Report every line in the data below that contains the word "front", treating uppercase and lowercase letters as distinct.

══ Supplied records

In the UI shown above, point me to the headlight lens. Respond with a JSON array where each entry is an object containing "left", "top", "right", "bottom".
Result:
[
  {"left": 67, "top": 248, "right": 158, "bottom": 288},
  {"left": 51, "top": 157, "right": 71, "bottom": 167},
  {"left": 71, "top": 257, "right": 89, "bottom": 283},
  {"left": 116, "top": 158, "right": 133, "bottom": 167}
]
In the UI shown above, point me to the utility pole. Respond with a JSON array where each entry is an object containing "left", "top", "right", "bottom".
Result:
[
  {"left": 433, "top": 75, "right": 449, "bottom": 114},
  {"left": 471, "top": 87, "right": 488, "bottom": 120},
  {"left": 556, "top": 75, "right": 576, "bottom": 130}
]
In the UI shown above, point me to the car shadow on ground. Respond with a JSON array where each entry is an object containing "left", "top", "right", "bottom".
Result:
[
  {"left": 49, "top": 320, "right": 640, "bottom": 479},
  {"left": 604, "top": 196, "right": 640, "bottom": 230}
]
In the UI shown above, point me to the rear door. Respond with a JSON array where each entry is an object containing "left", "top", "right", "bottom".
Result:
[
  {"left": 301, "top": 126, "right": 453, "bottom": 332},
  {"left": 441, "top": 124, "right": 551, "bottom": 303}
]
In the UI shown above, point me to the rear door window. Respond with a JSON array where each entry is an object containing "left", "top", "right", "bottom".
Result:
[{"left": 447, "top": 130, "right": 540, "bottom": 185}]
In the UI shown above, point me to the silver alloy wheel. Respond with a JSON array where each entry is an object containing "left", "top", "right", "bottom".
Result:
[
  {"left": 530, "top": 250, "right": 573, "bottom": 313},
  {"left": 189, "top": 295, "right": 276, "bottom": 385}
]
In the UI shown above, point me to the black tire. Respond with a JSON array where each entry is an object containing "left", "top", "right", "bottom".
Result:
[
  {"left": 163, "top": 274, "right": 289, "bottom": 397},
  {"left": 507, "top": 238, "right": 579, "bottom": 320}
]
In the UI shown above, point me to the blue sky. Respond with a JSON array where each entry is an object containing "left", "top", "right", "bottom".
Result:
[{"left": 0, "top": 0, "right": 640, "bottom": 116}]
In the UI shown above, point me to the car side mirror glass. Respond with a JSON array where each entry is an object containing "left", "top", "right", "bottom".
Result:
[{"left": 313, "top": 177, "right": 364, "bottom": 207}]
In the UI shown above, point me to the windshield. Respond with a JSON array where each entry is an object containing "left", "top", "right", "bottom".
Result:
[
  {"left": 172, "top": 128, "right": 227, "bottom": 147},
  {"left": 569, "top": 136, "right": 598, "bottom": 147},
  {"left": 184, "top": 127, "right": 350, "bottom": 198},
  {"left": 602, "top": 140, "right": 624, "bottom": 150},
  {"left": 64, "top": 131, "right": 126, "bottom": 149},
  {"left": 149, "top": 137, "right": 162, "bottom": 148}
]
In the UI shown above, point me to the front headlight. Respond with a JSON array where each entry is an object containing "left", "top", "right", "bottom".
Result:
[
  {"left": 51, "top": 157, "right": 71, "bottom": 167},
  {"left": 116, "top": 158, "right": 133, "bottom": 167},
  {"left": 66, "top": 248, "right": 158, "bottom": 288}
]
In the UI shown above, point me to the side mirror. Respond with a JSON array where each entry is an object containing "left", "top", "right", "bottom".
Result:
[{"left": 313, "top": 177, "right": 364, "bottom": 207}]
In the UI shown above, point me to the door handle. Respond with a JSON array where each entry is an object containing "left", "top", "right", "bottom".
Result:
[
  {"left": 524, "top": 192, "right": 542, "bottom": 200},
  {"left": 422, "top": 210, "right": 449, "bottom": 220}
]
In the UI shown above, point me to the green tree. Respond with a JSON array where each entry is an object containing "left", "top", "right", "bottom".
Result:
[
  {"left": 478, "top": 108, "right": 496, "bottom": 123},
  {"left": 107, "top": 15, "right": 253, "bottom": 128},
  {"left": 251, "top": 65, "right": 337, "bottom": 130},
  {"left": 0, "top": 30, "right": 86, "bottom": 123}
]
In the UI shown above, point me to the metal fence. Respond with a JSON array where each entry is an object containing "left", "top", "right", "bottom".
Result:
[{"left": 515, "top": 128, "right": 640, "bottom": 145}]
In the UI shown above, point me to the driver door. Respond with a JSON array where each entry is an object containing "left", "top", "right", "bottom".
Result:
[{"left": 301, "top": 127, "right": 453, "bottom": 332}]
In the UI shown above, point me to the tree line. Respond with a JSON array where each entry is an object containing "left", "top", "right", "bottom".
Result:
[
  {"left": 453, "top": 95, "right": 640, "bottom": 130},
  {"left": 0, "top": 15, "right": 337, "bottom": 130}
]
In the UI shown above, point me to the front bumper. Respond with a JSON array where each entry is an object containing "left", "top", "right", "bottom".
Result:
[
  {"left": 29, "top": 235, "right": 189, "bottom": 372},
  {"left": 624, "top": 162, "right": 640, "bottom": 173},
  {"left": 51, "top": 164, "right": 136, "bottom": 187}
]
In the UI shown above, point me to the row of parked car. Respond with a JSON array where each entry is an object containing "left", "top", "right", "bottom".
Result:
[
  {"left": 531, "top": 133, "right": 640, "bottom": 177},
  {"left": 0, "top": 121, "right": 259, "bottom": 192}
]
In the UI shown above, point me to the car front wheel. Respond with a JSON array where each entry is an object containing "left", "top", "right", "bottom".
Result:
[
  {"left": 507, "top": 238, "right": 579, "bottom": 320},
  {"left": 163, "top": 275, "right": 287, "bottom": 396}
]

════

● Task response
In the UI shown above, point me to the front headlight. Respond with a JSON array where each entry is an object containing "left", "top", "right", "bottom".
In the UI shown above, point me to the front bumper. Respond with a JSON array where each entry is an object containing "left", "top", "right", "bottom".
In the UI shown above, point me to the car front wheel. Respond with a JSON array where each entry is an object containing "left", "top", "right", "bottom".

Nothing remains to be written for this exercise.